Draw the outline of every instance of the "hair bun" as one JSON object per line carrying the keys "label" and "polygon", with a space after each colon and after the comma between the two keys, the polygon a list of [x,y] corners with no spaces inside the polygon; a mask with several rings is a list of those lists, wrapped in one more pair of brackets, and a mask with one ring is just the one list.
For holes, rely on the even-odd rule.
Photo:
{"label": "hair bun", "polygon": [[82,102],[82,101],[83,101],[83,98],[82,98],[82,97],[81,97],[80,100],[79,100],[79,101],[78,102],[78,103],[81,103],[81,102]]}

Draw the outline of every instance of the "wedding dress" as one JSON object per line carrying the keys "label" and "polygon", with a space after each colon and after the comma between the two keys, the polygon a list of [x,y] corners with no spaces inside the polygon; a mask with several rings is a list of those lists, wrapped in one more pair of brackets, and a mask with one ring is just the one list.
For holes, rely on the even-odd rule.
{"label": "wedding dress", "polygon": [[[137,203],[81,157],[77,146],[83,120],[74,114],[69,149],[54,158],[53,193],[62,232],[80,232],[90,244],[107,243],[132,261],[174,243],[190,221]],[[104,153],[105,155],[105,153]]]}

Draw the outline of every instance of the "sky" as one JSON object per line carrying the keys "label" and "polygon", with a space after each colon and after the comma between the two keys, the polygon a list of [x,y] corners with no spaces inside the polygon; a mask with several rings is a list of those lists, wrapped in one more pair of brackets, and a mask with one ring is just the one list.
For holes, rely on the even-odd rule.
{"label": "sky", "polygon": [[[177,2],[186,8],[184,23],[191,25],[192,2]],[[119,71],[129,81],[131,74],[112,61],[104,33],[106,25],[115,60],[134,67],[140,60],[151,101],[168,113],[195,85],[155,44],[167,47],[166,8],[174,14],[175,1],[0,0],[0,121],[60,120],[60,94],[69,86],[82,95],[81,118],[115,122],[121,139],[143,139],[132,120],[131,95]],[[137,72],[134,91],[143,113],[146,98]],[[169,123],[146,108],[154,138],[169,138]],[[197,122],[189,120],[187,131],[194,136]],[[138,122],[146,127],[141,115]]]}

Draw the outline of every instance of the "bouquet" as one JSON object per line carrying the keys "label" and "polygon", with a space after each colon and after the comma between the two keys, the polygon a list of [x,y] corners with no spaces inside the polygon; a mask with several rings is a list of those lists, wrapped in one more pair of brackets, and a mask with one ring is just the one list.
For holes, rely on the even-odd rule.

※

**Given problem**
Identify every line of the data above that contains the string "wedding", and copy each one in full, treating uppercase and lowercase as different.

**Exercise response**
Draw the outline of every instance of the "wedding dress" as one JSON object per line carrying the keys "label" and "polygon", with a space after each colon and after the comma between the two keys, the polygon a list of [x,y] corners with no spaces inside the polygon; a mask with several rings is a list of those lists, wrapped in one more pair of brackets, and a mask with one ring is just the one list.
{"label": "wedding dress", "polygon": [[[137,203],[81,157],[77,146],[83,120],[74,114],[69,149],[54,158],[53,193],[62,232],[80,232],[90,244],[107,243],[132,261],[174,243],[190,221]],[[104,153],[105,155],[105,153]]]}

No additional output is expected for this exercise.